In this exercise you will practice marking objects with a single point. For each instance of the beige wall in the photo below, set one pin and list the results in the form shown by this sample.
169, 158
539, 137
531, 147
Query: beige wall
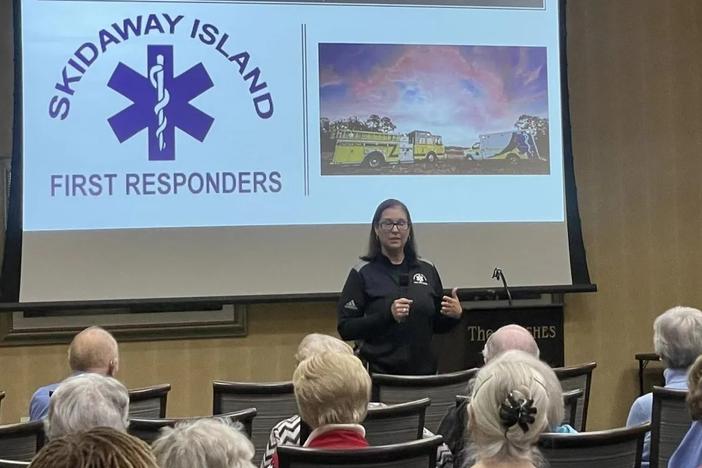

(Directions for this task):
The pictures are not part of the copy. Retype everything else in the entries exactly.

(Written response):
In this exercise you will practice marking objects with a single point. For each instance of the beige wall in the photo below, set one pin and list the results in the form shown by this sample.
169, 158
539, 137
531, 147
Query: beige wall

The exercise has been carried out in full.